» **Datos de entrada**
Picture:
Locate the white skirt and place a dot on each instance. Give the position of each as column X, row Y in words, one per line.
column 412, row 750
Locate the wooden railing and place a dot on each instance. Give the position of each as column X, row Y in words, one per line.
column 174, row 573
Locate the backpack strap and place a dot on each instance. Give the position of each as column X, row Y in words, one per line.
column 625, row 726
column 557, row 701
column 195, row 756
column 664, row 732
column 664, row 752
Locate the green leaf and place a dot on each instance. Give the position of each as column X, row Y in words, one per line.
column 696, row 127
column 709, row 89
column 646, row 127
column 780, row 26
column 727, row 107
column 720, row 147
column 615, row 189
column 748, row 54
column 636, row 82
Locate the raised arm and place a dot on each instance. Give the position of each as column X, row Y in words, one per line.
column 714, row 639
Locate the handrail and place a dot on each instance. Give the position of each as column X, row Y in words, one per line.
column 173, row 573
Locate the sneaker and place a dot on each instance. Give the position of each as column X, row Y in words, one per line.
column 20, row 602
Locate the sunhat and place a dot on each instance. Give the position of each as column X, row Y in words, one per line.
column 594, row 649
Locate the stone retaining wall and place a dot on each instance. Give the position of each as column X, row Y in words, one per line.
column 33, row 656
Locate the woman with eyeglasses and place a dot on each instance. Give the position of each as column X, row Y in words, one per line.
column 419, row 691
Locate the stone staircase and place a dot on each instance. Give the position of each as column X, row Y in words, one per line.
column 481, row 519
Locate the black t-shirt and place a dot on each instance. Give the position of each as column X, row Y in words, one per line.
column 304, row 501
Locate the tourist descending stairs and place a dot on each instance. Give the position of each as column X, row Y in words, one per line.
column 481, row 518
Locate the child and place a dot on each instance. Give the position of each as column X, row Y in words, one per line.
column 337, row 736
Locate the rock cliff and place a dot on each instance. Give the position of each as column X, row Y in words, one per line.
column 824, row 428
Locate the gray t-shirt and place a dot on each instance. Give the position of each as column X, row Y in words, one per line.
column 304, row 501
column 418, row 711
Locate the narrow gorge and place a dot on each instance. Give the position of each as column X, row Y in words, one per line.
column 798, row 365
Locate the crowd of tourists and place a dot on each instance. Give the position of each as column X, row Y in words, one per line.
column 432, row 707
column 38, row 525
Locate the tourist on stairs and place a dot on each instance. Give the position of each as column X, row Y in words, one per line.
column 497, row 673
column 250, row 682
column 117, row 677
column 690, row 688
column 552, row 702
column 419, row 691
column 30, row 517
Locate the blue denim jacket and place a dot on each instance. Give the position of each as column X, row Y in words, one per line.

» **Tarea requerida**
Convierte todas las filas anteriores en una tabla Markdown con las columnas «Número» y «Línea», asignando a cada línea su número correlativo. Omite las líneas en blanco.

» **Respuesta al problema**
| Número | Línea |
|---|---|
| 1 | Picture: |
| 2 | Locate the white skirt and place a dot on each instance. Give the position of each as column X, row Y in words, one per line. |
| 3 | column 412, row 750 |
| 4 | Locate the wooden railing and place a dot on each instance. Give the position of each as column X, row Y in words, one per line. |
| 5 | column 174, row 573 |
| 6 | Locate the backpack strap and place a dot on each instance. Give the position of each as column X, row Y in words, one per line. |
| 7 | column 625, row 726 |
| 8 | column 557, row 701 |
| 9 | column 195, row 756 |
| 10 | column 664, row 732 |
| 11 | column 664, row 752 |
| 12 | Locate the green leaf and place a dot on each instance. Give the position of each as column X, row Y in words, one per line. |
| 13 | column 696, row 127 |
| 14 | column 709, row 89 |
| 15 | column 646, row 127 |
| 16 | column 780, row 26 |
| 17 | column 727, row 107 |
| 18 | column 720, row 147 |
| 19 | column 615, row 189 |
| 20 | column 748, row 54 |
| 21 | column 636, row 82 |
| 22 | Locate the raised arm and place a dot on each instance. Give the position of each as column X, row Y in words, one per line. |
| 23 | column 714, row 639 |
| 24 | Locate the handrail and place a dot on each instance. Give the position of each as column X, row Y in words, one per line. |
| 25 | column 173, row 573 |
| 26 | Locate the sneaker and place a dot on each instance. Give the position of each as column X, row Y in words, one per line. |
| 27 | column 20, row 602 |
| 28 | Locate the sunhat and place a dot on each instance. Give the position of each as column X, row Y in words, one per line. |
| 29 | column 594, row 649 |
| 30 | Locate the stone retaining wall and place a dot on each instance. Give the position of each as column X, row Y in words, one per line. |
| 31 | column 33, row 656 |
| 32 | Locate the woman with eyeglasses and place a dot on each instance. Give the position of each as column X, row Y in words, one per line. |
| 33 | column 419, row 691 |
| 34 | Locate the stone staircase and place a dot on each instance. Give the position of each as column X, row Y in words, one per line. |
| 35 | column 481, row 519 |
| 36 | Locate the black t-shirt and place a dot on each instance. Give the position of each as column X, row Y in words, one per line. |
| 37 | column 304, row 501 |
| 38 | Locate the tourist descending stairs and place a dot on each instance. Give the position of each as column X, row Y in words, one per line. |
| 39 | column 481, row 518 |
| 40 | Locate the child and place a dot on each instance. Give the position of each as column X, row Y in words, one per line. |
| 41 | column 337, row 736 |
| 42 | Locate the rock cliff and place a dot on each instance. Give the position of each as column X, row Y in words, one per line. |
| 43 | column 824, row 428 |
| 44 | Locate the gray t-shirt and place a dot on each instance. Give the position of each as column X, row Y in words, one per line. |
| 45 | column 304, row 501 |
| 46 | column 418, row 711 |
| 47 | Locate the narrow gorge and place a dot on each instance. Give the position of each as column X, row Y in words, one per line. |
| 48 | column 798, row 365 |
| 49 | Locate the crowd of tourists and place a dot on each instance. Give the position of each as column X, row Y in words, one per line. |
| 50 | column 432, row 707 |
| 51 | column 38, row 525 |
| 52 | Locate the tourist on stairs and place a dot on each instance. Give the position of each as column X, row Y in words, one per line. |
| 53 | column 497, row 673 |
| 54 | column 250, row 682 |
| 55 | column 117, row 677 |
| 56 | column 690, row 688 |
| 57 | column 552, row 702 |
| 58 | column 419, row 691 |
| 59 | column 30, row 517 |
| 60 | Locate the blue denim jacket and place a dot on each instance. Give the position of each as column X, row Y in words, one per line. |